Reproduce the passage from the MCP setup notes starting at "3. Combine with" and ending at "deterministic analytic results).".

## [SOURCE PASSAGE]
::::::::::
2. Drive the MCP from `scripts/fitness` to populate nightly scorecards.
3. Combine with `migration-mcp` to explore route-specific disturbance budgets.
## Accessibility & upkeep
- Run `uv run pytest` (tests mock diffSPH/Foam-Agent inputs and assert deterministic analytic results).
- Keep metric schema changes documented—downstream dashboards rely on them.
::::::::::
## [PROVIDED INFORMATION]
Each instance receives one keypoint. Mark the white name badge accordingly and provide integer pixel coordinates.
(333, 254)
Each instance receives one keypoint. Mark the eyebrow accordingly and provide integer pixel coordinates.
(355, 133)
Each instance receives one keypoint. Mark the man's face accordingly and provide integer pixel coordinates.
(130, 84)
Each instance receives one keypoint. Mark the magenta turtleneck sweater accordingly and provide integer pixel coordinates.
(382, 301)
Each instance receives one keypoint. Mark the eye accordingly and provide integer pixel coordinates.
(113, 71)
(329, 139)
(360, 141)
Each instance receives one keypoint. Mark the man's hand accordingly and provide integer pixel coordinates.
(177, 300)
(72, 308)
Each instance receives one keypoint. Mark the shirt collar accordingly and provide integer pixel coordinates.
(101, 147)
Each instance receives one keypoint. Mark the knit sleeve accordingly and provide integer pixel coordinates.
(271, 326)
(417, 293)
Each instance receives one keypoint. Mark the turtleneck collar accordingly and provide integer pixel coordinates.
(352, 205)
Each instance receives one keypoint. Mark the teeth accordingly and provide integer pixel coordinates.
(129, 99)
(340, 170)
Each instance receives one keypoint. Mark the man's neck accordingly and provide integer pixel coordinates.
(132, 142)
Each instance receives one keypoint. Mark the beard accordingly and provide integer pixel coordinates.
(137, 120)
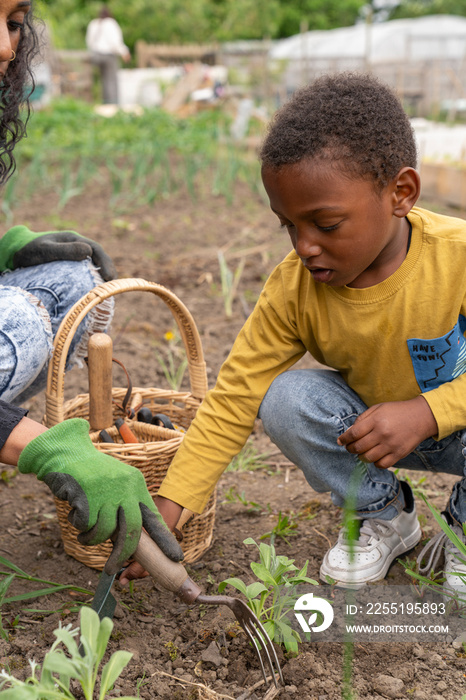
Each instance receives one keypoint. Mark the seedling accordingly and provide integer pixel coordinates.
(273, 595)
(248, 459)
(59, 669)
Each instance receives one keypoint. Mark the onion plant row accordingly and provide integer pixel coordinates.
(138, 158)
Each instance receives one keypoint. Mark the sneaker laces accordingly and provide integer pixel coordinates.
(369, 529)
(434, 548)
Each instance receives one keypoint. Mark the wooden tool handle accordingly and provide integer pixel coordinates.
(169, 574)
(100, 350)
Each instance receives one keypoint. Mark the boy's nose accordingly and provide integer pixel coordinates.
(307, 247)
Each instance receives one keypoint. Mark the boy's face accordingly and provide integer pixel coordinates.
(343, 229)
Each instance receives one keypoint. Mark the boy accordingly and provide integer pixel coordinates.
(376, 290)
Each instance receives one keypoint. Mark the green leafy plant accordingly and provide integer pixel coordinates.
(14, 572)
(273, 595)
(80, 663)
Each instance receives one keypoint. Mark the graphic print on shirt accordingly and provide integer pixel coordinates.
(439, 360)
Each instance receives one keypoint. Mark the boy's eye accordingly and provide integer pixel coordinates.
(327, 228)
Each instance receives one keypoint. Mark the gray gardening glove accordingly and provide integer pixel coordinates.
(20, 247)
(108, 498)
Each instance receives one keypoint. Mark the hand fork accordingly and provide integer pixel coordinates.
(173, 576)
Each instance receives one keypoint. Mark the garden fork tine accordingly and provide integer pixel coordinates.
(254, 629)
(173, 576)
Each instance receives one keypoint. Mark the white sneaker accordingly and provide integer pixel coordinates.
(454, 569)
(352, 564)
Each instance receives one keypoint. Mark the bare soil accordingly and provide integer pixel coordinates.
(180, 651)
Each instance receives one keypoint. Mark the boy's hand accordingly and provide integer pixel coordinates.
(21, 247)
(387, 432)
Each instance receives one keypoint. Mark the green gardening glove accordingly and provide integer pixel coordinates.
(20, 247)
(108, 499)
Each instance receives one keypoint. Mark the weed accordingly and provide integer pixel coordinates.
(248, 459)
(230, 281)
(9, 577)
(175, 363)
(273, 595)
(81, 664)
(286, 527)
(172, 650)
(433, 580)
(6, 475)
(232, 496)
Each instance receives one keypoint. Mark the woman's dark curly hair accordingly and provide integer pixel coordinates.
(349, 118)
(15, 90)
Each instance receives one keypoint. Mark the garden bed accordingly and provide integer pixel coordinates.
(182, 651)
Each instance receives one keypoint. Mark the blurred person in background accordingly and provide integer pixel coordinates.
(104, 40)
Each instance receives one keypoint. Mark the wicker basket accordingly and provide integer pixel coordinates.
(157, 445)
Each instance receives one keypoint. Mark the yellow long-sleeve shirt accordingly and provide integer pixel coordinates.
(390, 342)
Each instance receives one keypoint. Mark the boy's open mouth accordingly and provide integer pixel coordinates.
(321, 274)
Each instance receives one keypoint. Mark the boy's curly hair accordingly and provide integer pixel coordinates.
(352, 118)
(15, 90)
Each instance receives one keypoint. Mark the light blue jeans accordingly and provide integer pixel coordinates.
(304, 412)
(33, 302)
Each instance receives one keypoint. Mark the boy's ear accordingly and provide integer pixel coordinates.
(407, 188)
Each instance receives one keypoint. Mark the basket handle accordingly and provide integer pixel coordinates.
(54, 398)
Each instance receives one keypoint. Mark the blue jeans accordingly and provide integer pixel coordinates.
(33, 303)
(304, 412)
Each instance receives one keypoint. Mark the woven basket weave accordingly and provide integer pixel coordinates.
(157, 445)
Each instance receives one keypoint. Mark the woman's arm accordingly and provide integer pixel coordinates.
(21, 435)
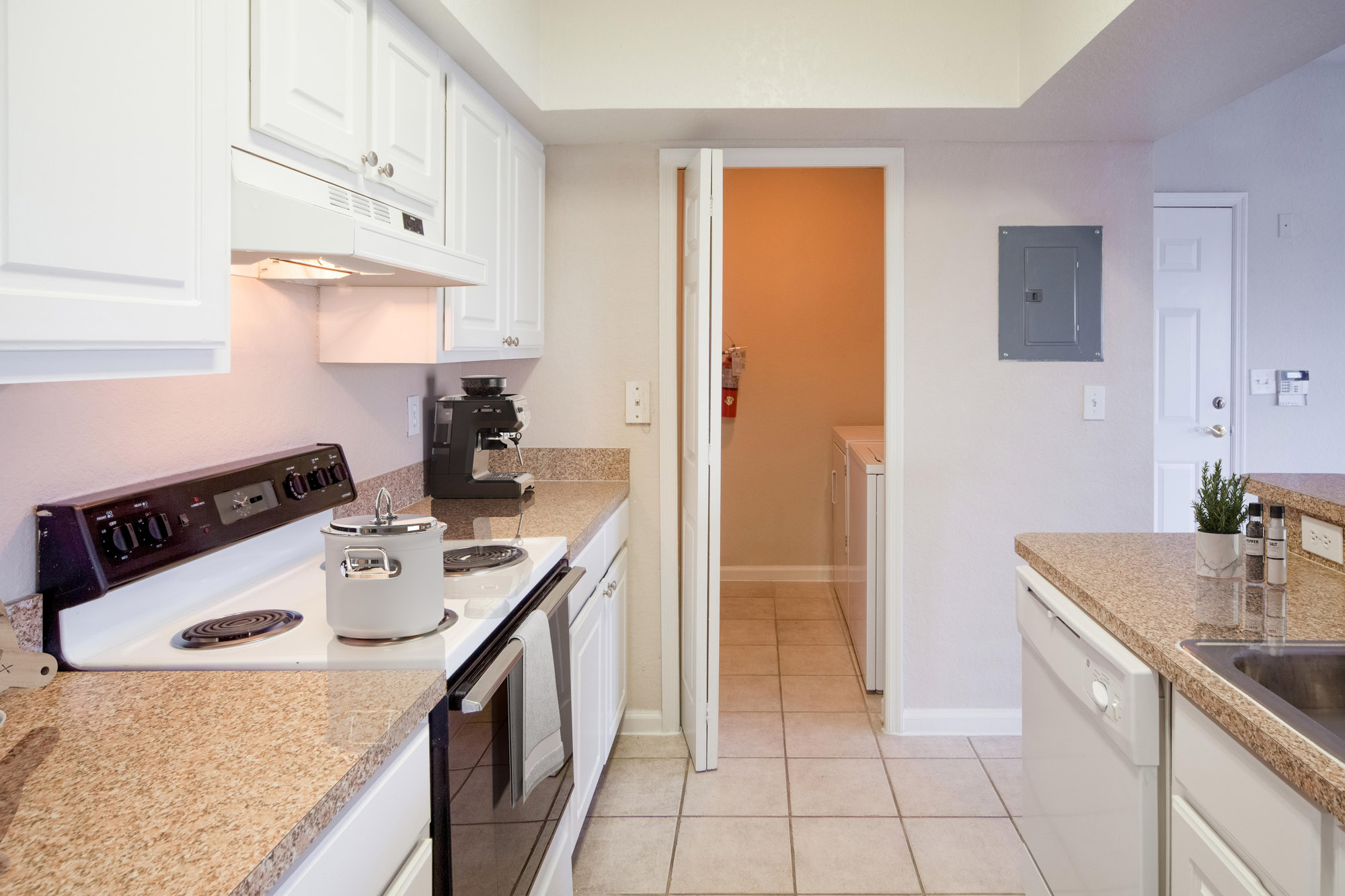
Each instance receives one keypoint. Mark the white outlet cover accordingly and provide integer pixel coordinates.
::::::::::
## [EXERCISE ANSWER]
3. Combine with `migration-mcp` to explore route-specific disturbance budgets.
## Accessibility & upkeep
- Run `uv run pytest` (tests mock diffSPH/Foam-Agent inputs and assert deterministic analytic results).